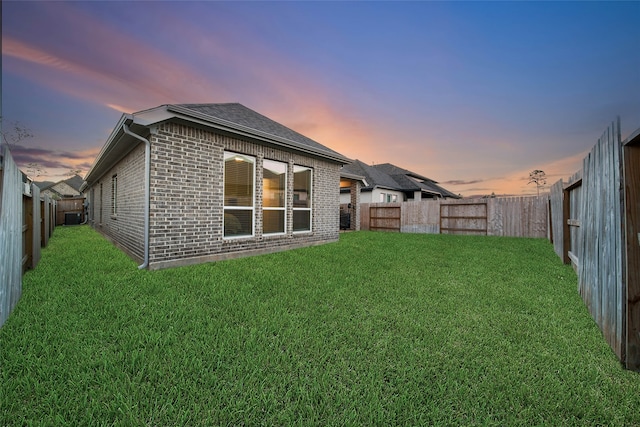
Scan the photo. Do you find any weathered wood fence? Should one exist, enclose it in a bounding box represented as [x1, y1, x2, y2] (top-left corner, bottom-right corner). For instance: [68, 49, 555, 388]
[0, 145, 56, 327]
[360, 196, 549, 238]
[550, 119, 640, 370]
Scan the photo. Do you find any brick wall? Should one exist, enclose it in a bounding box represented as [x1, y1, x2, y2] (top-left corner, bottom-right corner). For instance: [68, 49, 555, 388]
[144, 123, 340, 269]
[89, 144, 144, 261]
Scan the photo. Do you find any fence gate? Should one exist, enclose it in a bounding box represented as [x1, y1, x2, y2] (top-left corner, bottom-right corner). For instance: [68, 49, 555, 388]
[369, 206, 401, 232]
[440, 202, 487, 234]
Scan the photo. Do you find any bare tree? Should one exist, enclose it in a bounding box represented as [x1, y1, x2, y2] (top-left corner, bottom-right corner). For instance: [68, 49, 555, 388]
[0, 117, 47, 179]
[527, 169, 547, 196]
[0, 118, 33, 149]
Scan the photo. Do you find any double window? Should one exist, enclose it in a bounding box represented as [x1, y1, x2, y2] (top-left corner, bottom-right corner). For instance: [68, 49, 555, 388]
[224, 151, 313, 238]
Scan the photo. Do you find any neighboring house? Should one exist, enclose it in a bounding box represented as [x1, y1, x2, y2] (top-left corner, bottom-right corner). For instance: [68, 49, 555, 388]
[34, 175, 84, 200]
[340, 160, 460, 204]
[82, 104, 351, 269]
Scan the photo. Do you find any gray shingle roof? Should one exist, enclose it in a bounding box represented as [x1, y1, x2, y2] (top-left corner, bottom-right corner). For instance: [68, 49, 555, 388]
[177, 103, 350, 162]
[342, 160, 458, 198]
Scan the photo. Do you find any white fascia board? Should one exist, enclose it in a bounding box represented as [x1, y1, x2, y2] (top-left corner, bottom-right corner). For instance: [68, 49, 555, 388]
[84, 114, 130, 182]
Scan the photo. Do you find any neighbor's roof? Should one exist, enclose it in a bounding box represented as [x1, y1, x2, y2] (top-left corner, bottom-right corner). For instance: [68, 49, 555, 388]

*-*-*

Retype every item above word for word, without the pictures.

Scan the photo. Do you find any weathered wood fence? Should one exist, enclose it in a bounding box represented as [x1, y1, x2, y2] (top-left corner, bottom-right corner). For instance: [68, 49, 555, 388]
[0, 145, 56, 327]
[360, 196, 549, 238]
[550, 119, 640, 370]
Scan the photo. Do you find any brick wall? Should one exist, enclose it in a bounding box represented as [x1, y1, x2, y2] (top-left corner, bottom-right corner). For instance: [68, 49, 555, 388]
[144, 123, 340, 269]
[89, 144, 144, 261]
Scan the photo. Do you find any fence gate? Should one exist, enclose it in a bounding box represented as [x1, y1, x2, y2] (top-left corner, bottom-right corner). For instance: [68, 49, 555, 388]
[369, 206, 401, 232]
[440, 202, 487, 234]
Scan the photo. Do you find any bare tree? Should one exist, enclose it in a bounding box represented as [x1, y1, x2, y2] (top-left corner, bottom-right corner). For instance: [68, 49, 555, 388]
[0, 117, 47, 179]
[527, 169, 547, 196]
[0, 118, 33, 149]
Scan the photo. Do you find any double window? Should one exist, enclose it in a bounding box represented as [x1, y1, x2, y2] (top-left corner, bottom-right corner). For instance: [68, 49, 555, 388]
[224, 151, 313, 238]
Scan the photo. Do you find any neighboring house? Should one exist, enclose it in a bounding box represented as [x1, y1, x2, y2] (top-left corner, bottom-right corner). For instance: [68, 49, 555, 388]
[34, 175, 84, 200]
[340, 160, 460, 204]
[82, 104, 351, 269]
Scan the photo. Do you find any gray shingle roof? Should one exist, enclose it in a bounding box represented as [x1, y1, x2, y2] (top-left corner, bottom-right corner). For instance: [68, 49, 555, 388]
[177, 103, 350, 162]
[342, 160, 458, 198]
Scan the photo. Do you find any white fascia board? Should one exist, enclose it in a bounding box represented as [x1, y1, x2, y2] (top-left corner, bottom-right corner). For instance: [68, 49, 555, 388]
[84, 114, 130, 182]
Scan the photo. Do you find any neighbor's roof? Should one exist, enclose it in a bounding box represented as [x1, y1, x2, y2] (top-left corner, bottom-right corner). For instance: [68, 49, 555, 388]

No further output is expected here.